[START OF Provided records]

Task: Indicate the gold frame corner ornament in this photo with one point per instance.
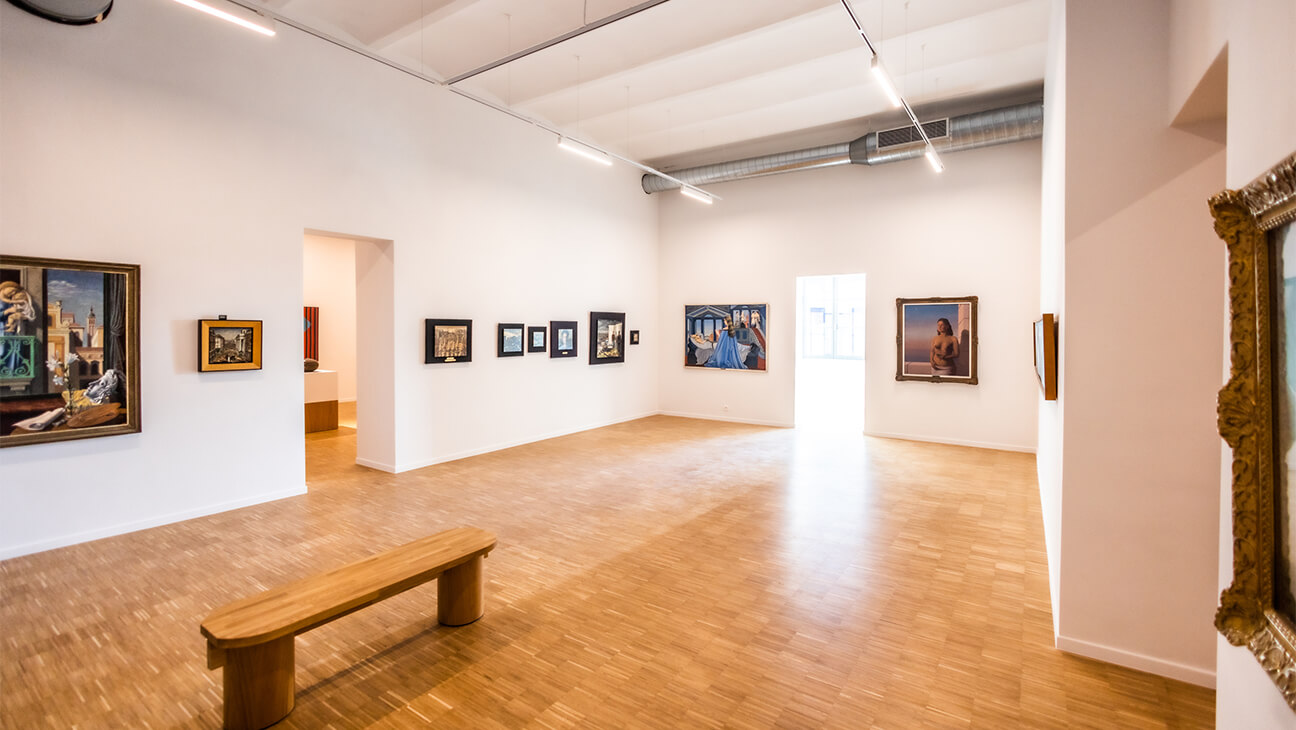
(1247, 422)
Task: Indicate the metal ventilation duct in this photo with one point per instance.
(970, 131)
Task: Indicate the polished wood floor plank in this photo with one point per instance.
(659, 573)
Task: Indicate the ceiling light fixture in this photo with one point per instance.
(587, 152)
(933, 160)
(696, 195)
(892, 94)
(233, 13)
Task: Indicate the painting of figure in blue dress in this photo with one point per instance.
(726, 336)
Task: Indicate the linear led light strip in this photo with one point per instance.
(586, 149)
(892, 95)
(236, 14)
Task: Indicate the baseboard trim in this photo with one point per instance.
(726, 419)
(77, 538)
(1160, 667)
(954, 441)
(502, 445)
(379, 466)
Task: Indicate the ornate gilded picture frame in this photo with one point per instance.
(1259, 610)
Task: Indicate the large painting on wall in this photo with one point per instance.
(726, 336)
(1257, 411)
(936, 340)
(69, 352)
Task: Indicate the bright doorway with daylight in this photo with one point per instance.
(830, 381)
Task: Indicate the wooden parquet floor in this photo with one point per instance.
(659, 573)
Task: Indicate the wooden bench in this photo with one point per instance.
(253, 638)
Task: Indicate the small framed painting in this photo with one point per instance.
(936, 340)
(228, 344)
(509, 341)
(447, 341)
(563, 339)
(607, 337)
(537, 340)
(1046, 355)
(69, 350)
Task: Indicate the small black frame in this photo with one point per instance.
(456, 341)
(607, 337)
(542, 332)
(502, 345)
(563, 333)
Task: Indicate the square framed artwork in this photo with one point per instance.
(1046, 355)
(936, 340)
(69, 349)
(607, 337)
(447, 341)
(228, 344)
(537, 339)
(509, 340)
(563, 339)
(726, 336)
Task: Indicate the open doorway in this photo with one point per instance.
(329, 333)
(830, 377)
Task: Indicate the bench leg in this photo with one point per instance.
(459, 594)
(259, 683)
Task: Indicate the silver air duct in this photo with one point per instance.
(970, 131)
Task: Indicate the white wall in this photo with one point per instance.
(1142, 284)
(970, 231)
(202, 152)
(328, 282)
(1260, 132)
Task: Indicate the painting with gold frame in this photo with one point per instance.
(1256, 412)
(228, 344)
(69, 349)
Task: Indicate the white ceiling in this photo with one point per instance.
(691, 82)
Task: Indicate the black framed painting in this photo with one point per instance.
(537, 339)
(509, 340)
(447, 341)
(228, 344)
(563, 339)
(607, 337)
(69, 349)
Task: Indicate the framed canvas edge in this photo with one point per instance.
(594, 336)
(429, 326)
(1246, 615)
(204, 366)
(555, 324)
(704, 368)
(900, 340)
(499, 339)
(134, 420)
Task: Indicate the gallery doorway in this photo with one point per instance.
(830, 374)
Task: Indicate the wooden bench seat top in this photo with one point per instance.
(301, 606)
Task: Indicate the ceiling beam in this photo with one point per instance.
(552, 42)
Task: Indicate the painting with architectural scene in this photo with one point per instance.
(936, 340)
(69, 349)
(228, 344)
(607, 337)
(447, 340)
(726, 336)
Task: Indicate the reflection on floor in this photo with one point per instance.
(657, 573)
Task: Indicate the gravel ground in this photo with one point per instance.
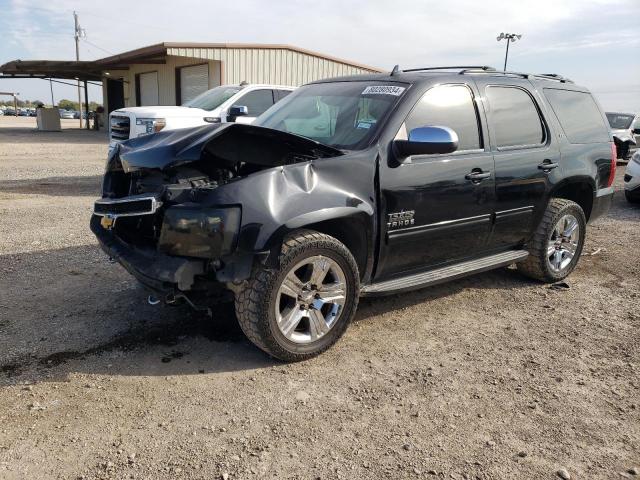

[END OF Provided records]

Aim of the task:
Reproduce the material above in full, switching every "photo" to "image" and leaving everything else unchanged. Omit the pictures from your reproduction.

Response:
Task: Indicate the gold frame corner ornament in this image with one point per instance.
(1247, 422)
Task: Indicate the metal ventilation duct in this image with one point per instance.
(970, 131)
Task: Indicate the polished wood floor plank in this image with one point per instance.
(659, 573)
Task: Indicate the ceiling light fixture in this image with one point per instance.
(587, 152)
(933, 160)
(696, 195)
(892, 94)
(233, 13)
Task: Indicate the painting of figure in blue dress in this image with one point per instance.
(726, 336)
Task: Indicate the linear led light strip in this image with one point per instance.
(586, 149)
(892, 95)
(236, 14)
Task: Indicate the baseboard trim in this image with one point per instance.
(726, 419)
(77, 538)
(1160, 667)
(954, 441)
(502, 445)
(379, 466)
Task: Indicate the ornate gilded picture frame in this image with one point per instance.
(1259, 610)
Task: Indicate the large painting on wall in this image with one point per instance.
(726, 336)
(1257, 411)
(936, 340)
(69, 352)
Task: Indicate the bright doorway with daylight in this image with one point per instance.
(830, 381)
Task: Indicate the wooden parquet floor in this image with one point per instance.
(659, 573)
Task: Indicate the wooden bench in this image with one point per instance.
(253, 638)
Task: Indicate the small framed painting in this image with one point per instance.
(936, 340)
(228, 344)
(509, 341)
(447, 341)
(563, 339)
(607, 337)
(537, 340)
(1046, 355)
(69, 350)
Task: Indicate the small black frame in this image with one point per instance.
(456, 341)
(607, 337)
(542, 332)
(502, 345)
(563, 333)
Task: Indicate the square framed artwork in this image with one point per instance.
(1046, 355)
(936, 340)
(69, 349)
(607, 337)
(447, 341)
(228, 344)
(537, 339)
(509, 340)
(563, 339)
(726, 336)
Task: Indicate the open doorway in this image with one point per instance.
(329, 333)
(830, 377)
Task: Indicate the bench leg in this image with one point per instance.
(459, 594)
(259, 683)
Task: Indicate the silver air duct in this image with one point per instance.
(970, 131)
Task: Indicate the white wall in this image with one point per instance.
(1142, 284)
(970, 231)
(202, 152)
(328, 282)
(1260, 132)
Task: Indicate the painting with gold frame in this image with one point per instance.
(1256, 412)
(228, 344)
(69, 349)
Task: Indicate the white ceiling in this image with one point per instance.
(691, 82)
Task: Indicate the black framed painting in this image with one point per instance.
(537, 339)
(509, 340)
(447, 341)
(228, 344)
(563, 339)
(607, 337)
(69, 349)
Task: Indicate the framed canvas edge in this image with one point per instance.
(594, 336)
(429, 326)
(1246, 615)
(204, 366)
(555, 324)
(704, 368)
(900, 340)
(499, 339)
(134, 420)
Task: Indicate the gallery doorway in this image with one point per instance.
(830, 374)
Task: Indicate the wooden bench seat top in this image with one point per instance.
(301, 606)
Task: Indicate the ceiling beam in this image with one point per instance.
(552, 42)
Task: Indicate the painting with architectural scene in this image with one point per instance.
(936, 340)
(69, 349)
(228, 344)
(607, 337)
(447, 340)
(726, 336)
Task: Indicate the reflection on floor in this image with one point per instance.
(657, 573)
Task: Indicate the gravel ground in this image with one point per instance.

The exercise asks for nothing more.